To do -
Can you copy the items from the line with "gray throw pillow in the picture above?" through the end of the items, both included and requests kept unchanged? In the answers, multiply each coordinate by 2.5 and round to whole numbers, rounding halves up.

Task inputs -
** Begin **

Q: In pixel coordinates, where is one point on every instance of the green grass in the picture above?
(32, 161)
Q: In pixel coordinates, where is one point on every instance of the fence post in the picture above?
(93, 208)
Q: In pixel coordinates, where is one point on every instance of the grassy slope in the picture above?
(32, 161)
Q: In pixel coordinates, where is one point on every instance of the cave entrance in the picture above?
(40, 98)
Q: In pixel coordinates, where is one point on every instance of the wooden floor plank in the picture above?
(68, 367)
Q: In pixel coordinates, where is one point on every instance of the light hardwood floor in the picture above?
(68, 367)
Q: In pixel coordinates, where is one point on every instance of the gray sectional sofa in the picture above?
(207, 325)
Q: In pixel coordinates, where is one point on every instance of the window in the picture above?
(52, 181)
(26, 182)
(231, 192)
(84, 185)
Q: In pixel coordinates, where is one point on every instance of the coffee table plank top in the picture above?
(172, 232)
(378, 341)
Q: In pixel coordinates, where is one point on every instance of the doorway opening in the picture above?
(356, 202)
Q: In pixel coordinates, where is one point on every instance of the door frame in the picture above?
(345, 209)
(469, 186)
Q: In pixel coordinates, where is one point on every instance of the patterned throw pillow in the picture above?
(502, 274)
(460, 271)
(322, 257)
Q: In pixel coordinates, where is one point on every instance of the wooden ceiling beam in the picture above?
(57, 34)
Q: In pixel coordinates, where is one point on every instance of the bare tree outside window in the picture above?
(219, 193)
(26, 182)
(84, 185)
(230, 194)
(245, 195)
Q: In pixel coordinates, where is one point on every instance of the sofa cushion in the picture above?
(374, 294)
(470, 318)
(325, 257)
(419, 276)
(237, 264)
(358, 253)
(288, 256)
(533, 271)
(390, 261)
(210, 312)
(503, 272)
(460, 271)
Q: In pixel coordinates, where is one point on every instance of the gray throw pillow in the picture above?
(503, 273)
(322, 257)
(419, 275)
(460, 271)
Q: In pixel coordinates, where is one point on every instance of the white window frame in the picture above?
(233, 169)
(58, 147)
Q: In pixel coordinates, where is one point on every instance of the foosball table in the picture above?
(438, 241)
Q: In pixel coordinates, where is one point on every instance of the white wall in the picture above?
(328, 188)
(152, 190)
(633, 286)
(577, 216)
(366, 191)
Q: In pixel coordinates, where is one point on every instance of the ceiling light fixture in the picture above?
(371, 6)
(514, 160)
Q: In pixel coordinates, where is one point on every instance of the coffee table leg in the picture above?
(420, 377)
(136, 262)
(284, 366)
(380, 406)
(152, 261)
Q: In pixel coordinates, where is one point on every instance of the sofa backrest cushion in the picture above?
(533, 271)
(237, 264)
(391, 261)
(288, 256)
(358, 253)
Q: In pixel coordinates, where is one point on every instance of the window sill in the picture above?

** End **

Answer in full -
Q: In pixel coordinates, where is one point on every instance of the gray throw pillow in the picture above?
(1258, 683)
(805, 643)
(1048, 688)
(1150, 678)
Q: In pixel coordinates, where is one point on every instance of the white window frame in the picture above?
(583, 423)
(145, 368)
Q: In pixel coordinates, where is one point on every instance of the foosball table in the picture above?
(1095, 603)
Q: In pixel coordinates, where is one point on every instance of the white wall in the picture above?
(820, 470)
(380, 475)
(1583, 715)
(1443, 540)
(915, 478)
Q: In pixel coordinates, where is one point on every instance of the ceiling light fixture in the picture above?
(928, 15)
(1285, 400)
Q: In pixel coordinates, where is one point on every instance of the coffee table leg in the picture above?
(1050, 943)
(340, 655)
(710, 915)
(950, 1015)
(380, 653)
Q: In pixel coordinates, where is one point on every instance of the sofa backrest cushion in the picture above?
(1333, 678)
(593, 660)
(978, 653)
(720, 640)
(895, 633)
Q: In pixel coordinates, where is one point on every instance of the window sill in the picture above?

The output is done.